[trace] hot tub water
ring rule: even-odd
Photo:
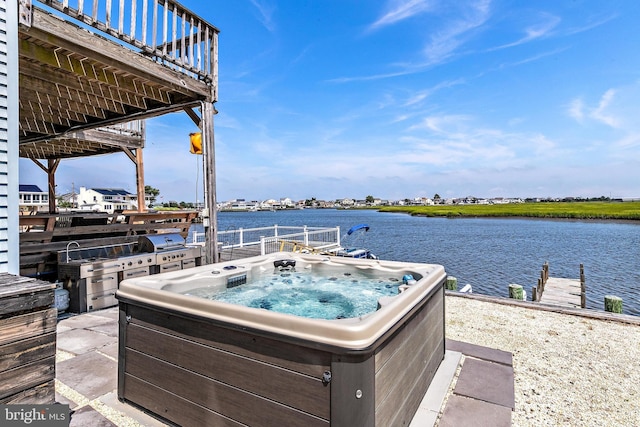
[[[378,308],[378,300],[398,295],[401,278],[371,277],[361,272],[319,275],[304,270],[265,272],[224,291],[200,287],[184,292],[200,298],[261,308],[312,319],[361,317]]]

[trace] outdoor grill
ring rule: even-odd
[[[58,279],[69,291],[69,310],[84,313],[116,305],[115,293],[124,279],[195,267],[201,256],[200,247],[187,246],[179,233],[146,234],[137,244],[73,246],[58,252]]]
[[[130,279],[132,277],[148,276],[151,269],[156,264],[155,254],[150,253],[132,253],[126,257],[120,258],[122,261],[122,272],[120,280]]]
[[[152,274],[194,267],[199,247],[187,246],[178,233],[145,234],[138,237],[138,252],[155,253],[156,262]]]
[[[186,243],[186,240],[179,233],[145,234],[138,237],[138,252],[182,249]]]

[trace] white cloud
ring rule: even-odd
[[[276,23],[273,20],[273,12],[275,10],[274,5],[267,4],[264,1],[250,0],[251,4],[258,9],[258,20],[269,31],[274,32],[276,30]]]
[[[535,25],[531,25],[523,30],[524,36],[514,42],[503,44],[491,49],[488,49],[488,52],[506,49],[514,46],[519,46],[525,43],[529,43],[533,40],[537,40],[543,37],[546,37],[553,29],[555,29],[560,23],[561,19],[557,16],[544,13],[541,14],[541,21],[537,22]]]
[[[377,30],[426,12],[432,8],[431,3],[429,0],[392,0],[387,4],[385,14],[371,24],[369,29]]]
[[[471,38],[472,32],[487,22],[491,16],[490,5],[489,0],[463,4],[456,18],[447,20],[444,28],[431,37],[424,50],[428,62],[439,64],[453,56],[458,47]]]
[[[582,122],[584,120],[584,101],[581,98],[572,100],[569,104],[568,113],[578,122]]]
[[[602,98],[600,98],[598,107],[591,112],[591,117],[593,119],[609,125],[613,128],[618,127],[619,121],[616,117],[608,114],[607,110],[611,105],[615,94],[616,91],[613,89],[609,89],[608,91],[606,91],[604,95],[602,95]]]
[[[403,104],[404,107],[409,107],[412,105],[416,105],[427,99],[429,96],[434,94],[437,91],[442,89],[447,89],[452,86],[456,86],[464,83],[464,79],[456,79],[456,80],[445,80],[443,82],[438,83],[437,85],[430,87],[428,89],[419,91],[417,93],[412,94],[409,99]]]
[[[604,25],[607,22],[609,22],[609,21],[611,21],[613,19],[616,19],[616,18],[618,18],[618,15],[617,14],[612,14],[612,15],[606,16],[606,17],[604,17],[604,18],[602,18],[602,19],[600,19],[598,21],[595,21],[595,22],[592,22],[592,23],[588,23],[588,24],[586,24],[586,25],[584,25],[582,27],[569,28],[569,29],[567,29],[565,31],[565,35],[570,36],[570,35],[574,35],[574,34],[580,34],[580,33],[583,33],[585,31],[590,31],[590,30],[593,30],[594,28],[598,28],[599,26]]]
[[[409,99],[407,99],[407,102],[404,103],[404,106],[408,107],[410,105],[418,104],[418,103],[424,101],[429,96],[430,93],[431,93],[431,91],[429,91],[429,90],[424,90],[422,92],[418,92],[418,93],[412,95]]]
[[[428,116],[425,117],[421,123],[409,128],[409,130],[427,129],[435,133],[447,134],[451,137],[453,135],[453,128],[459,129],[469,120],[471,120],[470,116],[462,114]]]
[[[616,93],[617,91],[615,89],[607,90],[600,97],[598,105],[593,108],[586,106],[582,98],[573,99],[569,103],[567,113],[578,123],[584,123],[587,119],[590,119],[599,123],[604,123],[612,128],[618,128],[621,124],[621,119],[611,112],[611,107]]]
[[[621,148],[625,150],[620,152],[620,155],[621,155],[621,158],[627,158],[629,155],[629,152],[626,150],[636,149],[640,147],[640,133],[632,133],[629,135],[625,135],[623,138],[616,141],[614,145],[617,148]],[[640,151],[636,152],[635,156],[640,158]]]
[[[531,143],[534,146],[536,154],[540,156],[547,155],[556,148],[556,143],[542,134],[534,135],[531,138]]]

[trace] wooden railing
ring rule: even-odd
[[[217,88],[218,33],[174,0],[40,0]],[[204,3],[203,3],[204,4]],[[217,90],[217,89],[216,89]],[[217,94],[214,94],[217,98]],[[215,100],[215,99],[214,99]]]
#####
Your assignment >>
Reproduce the full listing verbatim so that only the pictures are missing.

Solved exercise >>
[trace] hot tub water
ring rule: even-odd
Photo:
[[[378,308],[378,300],[398,295],[401,278],[371,277],[361,272],[319,275],[304,270],[265,272],[224,291],[200,287],[184,292],[200,298],[261,308],[312,319],[361,317]]]

[trace] outdoor grill
ring rule: even-odd
[[[58,279],[69,291],[69,310],[84,313],[116,305],[115,293],[124,279],[195,267],[201,256],[200,247],[187,246],[179,233],[146,234],[137,244],[73,246],[58,252]]]
[[[130,279],[132,277],[148,276],[151,269],[156,264],[155,254],[150,253],[132,253],[126,257],[120,258],[122,261],[122,272],[120,280]]]
[[[152,274],[194,267],[199,247],[187,246],[178,233],[145,234],[138,237],[138,252],[155,253],[156,262]]]
[[[186,243],[186,240],[179,233],[145,234],[138,237],[138,252],[182,249]]]

[trace] white cloud
ring rule: even-odd
[[[276,23],[273,20],[273,12],[275,10],[274,5],[267,4],[264,1],[250,0],[251,4],[258,9],[258,20],[269,31],[274,32],[276,30]]]
[[[535,25],[531,25],[523,30],[524,36],[514,42],[503,44],[491,49],[488,49],[488,52],[506,49],[514,46],[519,46],[525,43],[529,43],[533,40],[537,40],[543,37],[546,37],[553,29],[555,29],[560,23],[561,19],[557,16],[544,13],[541,14],[541,21],[537,22]]]
[[[377,30],[426,12],[432,8],[431,3],[429,0],[392,0],[387,4],[385,14],[371,24],[369,29]]]
[[[471,38],[472,32],[487,22],[491,16],[490,5],[489,0],[463,4],[456,18],[447,20],[444,28],[431,37],[424,50],[428,62],[439,64],[453,56],[458,47]]]
[[[582,122],[584,120],[584,101],[581,98],[572,100],[569,104],[568,113],[578,122]]]
[[[602,98],[600,98],[598,107],[591,112],[591,117],[593,119],[609,125],[613,128],[618,127],[619,121],[616,117],[608,114],[607,110],[611,105],[615,94],[616,91],[613,89],[609,89],[608,91],[606,91],[604,95],[602,95]]]
[[[403,104],[404,107],[409,107],[412,105],[416,105],[427,99],[429,96],[434,94],[437,91],[442,89],[447,89],[452,86],[456,86],[464,83],[464,79],[456,79],[456,80],[445,80],[443,82],[438,83],[437,85],[430,87],[428,89],[419,91],[417,93],[412,94],[409,99]]]
[[[604,25],[607,22],[609,22],[609,21],[611,21],[613,19],[616,19],[616,18],[618,18],[618,15],[617,14],[612,14],[612,15],[606,16],[606,17],[604,17],[604,18],[602,18],[602,19],[600,19],[598,21],[595,21],[595,22],[592,22],[592,23],[588,23],[588,24],[586,24],[586,25],[584,25],[582,27],[569,28],[569,29],[567,29],[565,31],[565,35],[570,36],[570,35],[574,35],[574,34],[580,34],[580,33],[583,33],[585,31],[590,31],[590,30],[593,30],[594,28],[598,28],[599,26]]]
[[[409,99],[407,99],[407,102],[404,103],[404,106],[408,107],[410,105],[418,104],[418,103],[424,101],[429,96],[430,93],[431,93],[431,91],[429,91],[429,90],[424,90],[422,92],[418,92],[418,93],[412,95]]]
[[[428,116],[425,117],[421,123],[409,128],[409,130],[427,129],[435,133],[447,134],[451,137],[453,135],[453,128],[459,129],[469,120],[471,120],[470,116],[462,114]]]
[[[616,93],[617,91],[615,89],[607,90],[600,97],[598,105],[593,108],[586,106],[582,98],[573,99],[569,103],[567,113],[578,123],[584,123],[587,119],[590,119],[599,123],[604,123],[612,128],[618,128],[621,124],[621,119],[611,112],[611,107]]]
[[[621,148],[625,150],[620,152],[620,155],[621,155],[621,158],[627,158],[629,155],[629,152],[626,150],[636,149],[640,147],[640,133],[632,133],[629,135],[625,135],[623,138],[616,141],[614,145],[617,148]],[[640,151],[636,152],[635,156],[640,158]]]
[[[531,143],[534,146],[536,154],[540,156],[547,155],[556,148],[556,143],[542,134],[534,135],[531,138]]]

[trace] wooden railing
ring rule: even-odd
[[[217,88],[218,33],[174,0],[40,0]],[[204,3],[203,3],[204,4]],[[217,90],[217,89],[216,89]],[[217,94],[214,94],[217,98]],[[215,100],[215,99],[214,99]]]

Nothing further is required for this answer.